Brief: Everything in the listing must be repeated word for word.

Supplied entries:

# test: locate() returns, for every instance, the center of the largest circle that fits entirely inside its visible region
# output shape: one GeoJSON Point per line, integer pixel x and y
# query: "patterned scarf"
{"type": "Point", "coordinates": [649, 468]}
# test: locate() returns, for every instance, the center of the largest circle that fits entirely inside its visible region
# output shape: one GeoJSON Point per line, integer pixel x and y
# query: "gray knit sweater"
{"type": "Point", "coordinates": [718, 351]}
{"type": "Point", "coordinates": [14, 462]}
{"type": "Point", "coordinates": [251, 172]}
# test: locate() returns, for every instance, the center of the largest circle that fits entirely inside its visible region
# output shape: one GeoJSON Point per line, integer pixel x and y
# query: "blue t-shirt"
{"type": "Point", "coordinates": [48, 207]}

Result for this exercise:
# test: locate() returns, for every instance, the center of the largest circle that fits entirely inside its visible region
# output shape: one GeoJSON Point per line, integer pixel x and y
# query: "patterned scarf"
{"type": "Point", "coordinates": [649, 468]}
# test: locate() returns, for every instance, the center of the largest circle that fits entirely inside its visible region
# output shape: one GeoJSON Point per line, integer pixel x and y
# query: "gray knit sweater"
{"type": "Point", "coordinates": [718, 351]}
{"type": "Point", "coordinates": [14, 462]}
{"type": "Point", "coordinates": [251, 172]}
# test: locate() returns, for every instance, the center of the largest circle that fits entirely inside its visible region
# output shape: one GeoJSON Point per line, integer pixel x and y
# query: "blue t-shirt"
{"type": "Point", "coordinates": [48, 207]}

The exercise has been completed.